INSTRUCTION
Copy the rows starting at the line that has "distant coastline, one" and stopping after the last row. Rename every "keypoint" to "marker" and leave everything else unchanged.

** START DATA FOR THIS TASK **

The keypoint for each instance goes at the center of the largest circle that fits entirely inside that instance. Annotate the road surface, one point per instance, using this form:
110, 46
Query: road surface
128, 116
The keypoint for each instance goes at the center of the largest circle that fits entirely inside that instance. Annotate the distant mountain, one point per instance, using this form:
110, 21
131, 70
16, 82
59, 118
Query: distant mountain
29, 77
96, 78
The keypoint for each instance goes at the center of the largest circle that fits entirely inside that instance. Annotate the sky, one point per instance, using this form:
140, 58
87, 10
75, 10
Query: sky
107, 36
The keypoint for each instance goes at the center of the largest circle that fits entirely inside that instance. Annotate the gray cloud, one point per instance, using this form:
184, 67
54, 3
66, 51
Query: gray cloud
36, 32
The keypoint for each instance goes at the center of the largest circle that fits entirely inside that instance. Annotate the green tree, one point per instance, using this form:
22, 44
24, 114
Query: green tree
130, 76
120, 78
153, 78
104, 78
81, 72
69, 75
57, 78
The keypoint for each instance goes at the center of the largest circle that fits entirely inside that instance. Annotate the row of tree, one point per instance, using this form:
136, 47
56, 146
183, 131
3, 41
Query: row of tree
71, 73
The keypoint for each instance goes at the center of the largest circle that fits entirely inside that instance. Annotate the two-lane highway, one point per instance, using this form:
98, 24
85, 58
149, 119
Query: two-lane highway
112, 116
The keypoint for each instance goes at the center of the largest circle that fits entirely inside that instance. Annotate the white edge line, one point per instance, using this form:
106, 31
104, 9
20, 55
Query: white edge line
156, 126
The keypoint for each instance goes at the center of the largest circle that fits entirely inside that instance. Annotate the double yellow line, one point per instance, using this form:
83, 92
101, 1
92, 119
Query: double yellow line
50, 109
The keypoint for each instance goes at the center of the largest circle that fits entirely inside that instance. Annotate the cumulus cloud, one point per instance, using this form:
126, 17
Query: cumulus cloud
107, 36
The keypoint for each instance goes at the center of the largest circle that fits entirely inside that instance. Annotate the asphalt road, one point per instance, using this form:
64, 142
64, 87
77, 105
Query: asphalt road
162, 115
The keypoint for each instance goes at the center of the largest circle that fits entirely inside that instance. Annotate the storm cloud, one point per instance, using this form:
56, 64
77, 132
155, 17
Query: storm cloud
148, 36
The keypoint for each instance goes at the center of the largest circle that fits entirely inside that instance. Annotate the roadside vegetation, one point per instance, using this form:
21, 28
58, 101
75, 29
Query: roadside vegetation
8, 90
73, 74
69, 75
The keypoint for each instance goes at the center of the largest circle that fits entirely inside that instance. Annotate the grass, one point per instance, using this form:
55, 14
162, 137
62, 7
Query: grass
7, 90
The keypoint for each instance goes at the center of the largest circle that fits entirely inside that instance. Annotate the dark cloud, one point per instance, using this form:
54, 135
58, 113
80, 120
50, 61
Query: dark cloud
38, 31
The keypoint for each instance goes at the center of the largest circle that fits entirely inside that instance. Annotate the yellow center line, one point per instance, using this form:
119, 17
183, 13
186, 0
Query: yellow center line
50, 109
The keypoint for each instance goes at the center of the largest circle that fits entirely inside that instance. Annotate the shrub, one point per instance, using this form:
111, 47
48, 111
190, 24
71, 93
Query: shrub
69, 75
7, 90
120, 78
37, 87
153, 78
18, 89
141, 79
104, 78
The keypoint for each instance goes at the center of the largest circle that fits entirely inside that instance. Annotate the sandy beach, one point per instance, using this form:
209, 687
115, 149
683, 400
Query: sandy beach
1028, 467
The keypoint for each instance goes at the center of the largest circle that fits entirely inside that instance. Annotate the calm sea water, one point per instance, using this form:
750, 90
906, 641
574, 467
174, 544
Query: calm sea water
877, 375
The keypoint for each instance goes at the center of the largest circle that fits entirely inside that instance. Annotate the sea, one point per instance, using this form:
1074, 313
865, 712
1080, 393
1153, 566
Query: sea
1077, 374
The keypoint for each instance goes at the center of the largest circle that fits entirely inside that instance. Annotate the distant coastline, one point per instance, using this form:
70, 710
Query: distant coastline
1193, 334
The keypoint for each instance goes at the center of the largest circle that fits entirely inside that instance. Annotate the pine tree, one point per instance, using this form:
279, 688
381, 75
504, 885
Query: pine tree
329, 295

** END DATA FOR THIS TASK **

TASK OUTPUT
The marker for each instance goes at the center of the largest circle that fits entirely inside that instance. Annotate the distant coastline, one point per instance, using this form:
70, 710
Query: distant coastline
1193, 334
The marker for each instance goes at the center of the largest circle that fits entirely inside that instance. Annotate the pine tree, one point per instance, using this form:
279, 688
381, 75
504, 885
Query: pine tree
329, 295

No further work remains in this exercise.